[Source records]

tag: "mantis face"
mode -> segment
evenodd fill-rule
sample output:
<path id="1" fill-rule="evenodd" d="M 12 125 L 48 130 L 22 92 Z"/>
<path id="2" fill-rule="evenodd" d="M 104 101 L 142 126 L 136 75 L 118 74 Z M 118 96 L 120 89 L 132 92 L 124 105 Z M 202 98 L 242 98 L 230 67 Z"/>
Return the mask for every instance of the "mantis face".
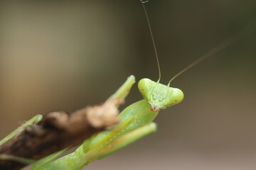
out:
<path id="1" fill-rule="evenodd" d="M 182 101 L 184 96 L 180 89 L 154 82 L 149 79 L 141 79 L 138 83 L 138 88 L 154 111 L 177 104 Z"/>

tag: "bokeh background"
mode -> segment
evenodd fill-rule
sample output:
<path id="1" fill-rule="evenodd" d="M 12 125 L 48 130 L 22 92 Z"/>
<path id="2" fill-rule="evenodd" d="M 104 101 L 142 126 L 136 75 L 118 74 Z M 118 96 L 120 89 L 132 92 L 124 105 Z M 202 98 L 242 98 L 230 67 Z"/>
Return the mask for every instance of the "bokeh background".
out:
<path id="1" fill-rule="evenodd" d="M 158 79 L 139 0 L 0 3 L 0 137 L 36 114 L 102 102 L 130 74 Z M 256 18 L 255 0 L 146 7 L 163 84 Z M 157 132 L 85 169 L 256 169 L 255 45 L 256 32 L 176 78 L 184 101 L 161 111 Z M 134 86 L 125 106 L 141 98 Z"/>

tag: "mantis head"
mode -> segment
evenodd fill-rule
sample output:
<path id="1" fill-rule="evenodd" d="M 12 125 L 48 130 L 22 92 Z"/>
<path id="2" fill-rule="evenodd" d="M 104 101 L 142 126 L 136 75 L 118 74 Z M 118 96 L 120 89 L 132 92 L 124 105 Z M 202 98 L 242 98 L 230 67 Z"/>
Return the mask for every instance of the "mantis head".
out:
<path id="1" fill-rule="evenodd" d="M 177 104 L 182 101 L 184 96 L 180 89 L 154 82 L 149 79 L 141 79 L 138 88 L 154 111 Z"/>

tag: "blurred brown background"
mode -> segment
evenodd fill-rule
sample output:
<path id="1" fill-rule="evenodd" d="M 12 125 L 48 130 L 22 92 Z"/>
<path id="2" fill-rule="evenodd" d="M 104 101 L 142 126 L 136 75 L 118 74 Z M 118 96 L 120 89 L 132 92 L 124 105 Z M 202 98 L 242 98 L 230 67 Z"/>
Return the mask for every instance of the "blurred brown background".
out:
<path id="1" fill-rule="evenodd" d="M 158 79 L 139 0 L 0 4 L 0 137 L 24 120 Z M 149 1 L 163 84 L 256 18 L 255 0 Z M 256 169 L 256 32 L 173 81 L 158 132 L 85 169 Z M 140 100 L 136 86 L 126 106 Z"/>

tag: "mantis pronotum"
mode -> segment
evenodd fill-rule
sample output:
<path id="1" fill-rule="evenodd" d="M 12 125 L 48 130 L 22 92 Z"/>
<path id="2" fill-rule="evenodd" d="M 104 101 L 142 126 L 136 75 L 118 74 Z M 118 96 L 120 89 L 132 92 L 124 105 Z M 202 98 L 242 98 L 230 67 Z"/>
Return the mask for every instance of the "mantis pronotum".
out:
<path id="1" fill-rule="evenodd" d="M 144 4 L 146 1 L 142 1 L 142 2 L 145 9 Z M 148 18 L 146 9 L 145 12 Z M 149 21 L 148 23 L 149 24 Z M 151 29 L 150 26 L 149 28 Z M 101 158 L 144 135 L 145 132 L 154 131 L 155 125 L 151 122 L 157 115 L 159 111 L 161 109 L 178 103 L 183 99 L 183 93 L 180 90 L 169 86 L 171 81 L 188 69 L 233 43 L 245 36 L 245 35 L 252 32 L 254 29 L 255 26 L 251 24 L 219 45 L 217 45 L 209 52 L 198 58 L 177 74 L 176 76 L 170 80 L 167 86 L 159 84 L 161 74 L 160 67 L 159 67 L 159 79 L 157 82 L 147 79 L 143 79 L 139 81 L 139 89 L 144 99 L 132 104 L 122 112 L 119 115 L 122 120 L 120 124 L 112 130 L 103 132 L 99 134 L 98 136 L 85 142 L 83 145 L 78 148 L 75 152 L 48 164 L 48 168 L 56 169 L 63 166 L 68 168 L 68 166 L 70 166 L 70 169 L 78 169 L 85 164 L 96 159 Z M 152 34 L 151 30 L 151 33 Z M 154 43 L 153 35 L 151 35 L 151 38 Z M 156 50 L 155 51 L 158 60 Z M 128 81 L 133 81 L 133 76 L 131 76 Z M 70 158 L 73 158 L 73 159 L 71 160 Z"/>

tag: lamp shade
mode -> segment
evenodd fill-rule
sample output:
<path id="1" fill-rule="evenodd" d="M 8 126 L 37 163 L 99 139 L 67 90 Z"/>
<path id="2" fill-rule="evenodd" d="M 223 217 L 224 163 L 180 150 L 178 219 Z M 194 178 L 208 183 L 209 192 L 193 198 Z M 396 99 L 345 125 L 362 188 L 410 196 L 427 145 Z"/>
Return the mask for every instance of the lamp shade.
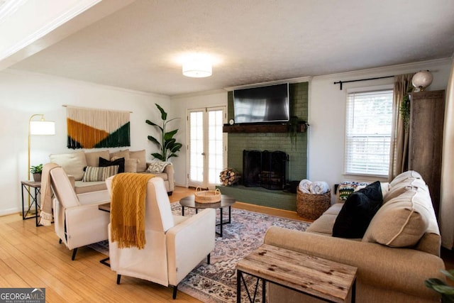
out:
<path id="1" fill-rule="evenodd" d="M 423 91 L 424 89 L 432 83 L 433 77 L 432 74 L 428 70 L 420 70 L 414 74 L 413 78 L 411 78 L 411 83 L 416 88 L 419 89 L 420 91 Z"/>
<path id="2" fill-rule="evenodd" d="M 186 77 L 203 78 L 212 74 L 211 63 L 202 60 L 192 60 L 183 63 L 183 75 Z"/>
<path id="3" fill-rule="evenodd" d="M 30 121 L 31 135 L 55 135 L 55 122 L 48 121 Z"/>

§ **GOAL**: Rewrite all the data above with every "sample output" changed to "example output" and everything else left unchanged. Omit the pictures from your answer.

§ **RESULT FOR THIS EXERCISE**:
tag: "mantis face"
mode -> segment
evenodd fill-rule
example output:
<path id="1" fill-rule="evenodd" d="M 12 125 L 48 130 L 22 92 Z"/>
<path id="2" fill-rule="evenodd" d="M 104 101 L 142 126 L 136 75 L 118 74 Z M 118 96 L 120 89 L 132 92 L 124 105 Z M 202 98 L 242 98 L 230 67 Z"/>
Return the mask for every instance of the "mantis face".
out:
<path id="1" fill-rule="evenodd" d="M 182 101 L 184 96 L 180 89 L 154 82 L 149 79 L 141 79 L 138 83 L 138 88 L 154 111 L 177 104 Z"/>

tag: "bokeh background"
mode -> segment
evenodd fill-rule
example output:
<path id="1" fill-rule="evenodd" d="M 12 125 L 48 130 L 22 92 Z"/>
<path id="2" fill-rule="evenodd" d="M 104 101 L 142 126 L 136 75 L 118 74 Z M 118 96 L 120 89 L 132 92 L 124 105 Z M 202 98 L 242 98 L 230 67 Z"/>
Return the mask for every instance of the "bokeh background".
out:
<path id="1" fill-rule="evenodd" d="M 158 79 L 139 0 L 0 3 L 0 137 L 36 114 L 102 102 L 130 74 Z M 256 18 L 255 0 L 146 7 L 163 84 Z M 157 132 L 85 169 L 256 169 L 255 45 L 256 32 L 176 78 L 184 101 L 161 111 Z M 134 86 L 125 106 L 141 98 Z"/>

tag: "mantis head"
mode -> segment
evenodd fill-rule
example output:
<path id="1" fill-rule="evenodd" d="M 12 125 L 48 130 L 22 92 Z"/>
<path id="2" fill-rule="evenodd" d="M 104 101 L 142 126 L 136 75 L 118 74 Z M 118 96 L 120 89 L 132 92 L 124 105 Z M 202 98 L 242 98 L 230 67 Z"/>
Return the mask for every instance of the "mantis head".
out:
<path id="1" fill-rule="evenodd" d="M 177 104 L 182 101 L 184 96 L 180 89 L 154 82 L 149 79 L 141 79 L 138 88 L 154 111 Z"/>

tag: "blurred brown background"
mode -> segment
evenodd fill-rule
example output:
<path id="1" fill-rule="evenodd" d="M 12 125 L 48 130 L 22 92 Z"/>
<path id="2" fill-rule="evenodd" d="M 104 101 L 142 126 L 136 75 L 118 74 Z M 118 96 L 120 89 L 132 92 L 124 105 Z M 202 98 L 242 98 L 230 67 Z"/>
Return the mask for every instance of the "blurred brown background".
out:
<path id="1" fill-rule="evenodd" d="M 158 79 L 139 0 L 0 4 L 0 137 L 24 120 Z M 149 1 L 163 84 L 256 18 L 255 0 Z M 256 169 L 256 32 L 173 81 L 158 132 L 85 169 Z M 140 100 L 136 86 L 126 106 Z"/>

tag: "mantis pronotum"
mode -> segment
evenodd fill-rule
example output:
<path id="1" fill-rule="evenodd" d="M 12 125 L 48 130 L 22 92 Z"/>
<path id="2" fill-rule="evenodd" d="M 104 101 L 142 126 L 136 75 L 118 74 Z M 118 96 L 120 89 L 132 92 L 124 105 Z M 202 98 L 242 98 L 230 67 Z"/>
Return the mask for every instance of the "mantis pronotum".
out:
<path id="1" fill-rule="evenodd" d="M 144 4 L 146 1 L 142 1 L 142 2 L 145 9 Z M 148 18 L 146 9 L 145 12 Z M 149 21 L 148 23 L 149 24 Z M 151 29 L 150 26 L 149 28 Z M 101 158 L 144 135 L 145 132 L 154 131 L 155 125 L 151 122 L 157 115 L 159 111 L 161 109 L 178 103 L 183 99 L 183 93 L 180 90 L 169 86 L 171 81 L 188 69 L 233 43 L 245 36 L 245 35 L 252 32 L 254 29 L 255 26 L 251 24 L 219 45 L 217 45 L 209 52 L 198 58 L 177 74 L 176 76 L 170 80 L 167 86 L 159 84 L 161 74 L 160 67 L 159 67 L 159 79 L 157 82 L 147 79 L 143 79 L 139 81 L 139 89 L 144 99 L 132 104 L 122 112 L 119 115 L 122 120 L 120 124 L 112 130 L 103 132 L 99 134 L 98 136 L 85 142 L 83 145 L 78 148 L 75 152 L 48 164 L 48 168 L 56 169 L 63 166 L 68 168 L 68 166 L 70 166 L 70 169 L 78 169 L 85 164 L 96 159 Z M 152 34 L 151 30 L 151 33 Z M 154 43 L 153 35 L 151 35 L 151 38 Z M 156 50 L 155 51 L 158 60 Z M 128 81 L 133 81 L 133 76 L 131 76 Z M 70 158 L 73 158 L 73 159 L 71 160 Z"/>

tag: lamp shade
mode -> segment
evenodd fill-rule
example output:
<path id="1" fill-rule="evenodd" d="M 8 126 L 37 163 L 99 139 L 67 90 Z"/>
<path id="2" fill-rule="evenodd" d="M 223 217 L 224 163 L 180 150 L 178 219 Z M 194 178 L 208 183 L 209 192 L 193 198 Z M 396 99 L 345 125 L 362 188 L 410 196 L 427 145 Z"/>
Return the mask for every instance of the lamp shade.
out:
<path id="1" fill-rule="evenodd" d="M 423 91 L 424 89 L 432 83 L 433 77 L 432 74 L 428 70 L 420 70 L 414 74 L 413 78 L 411 78 L 411 83 L 416 88 L 419 89 L 420 91 Z"/>
<path id="2" fill-rule="evenodd" d="M 186 77 L 203 78 L 212 74 L 211 63 L 202 60 L 192 60 L 183 63 L 183 75 Z"/>
<path id="3" fill-rule="evenodd" d="M 30 121 L 31 135 L 55 135 L 55 122 L 48 121 Z"/>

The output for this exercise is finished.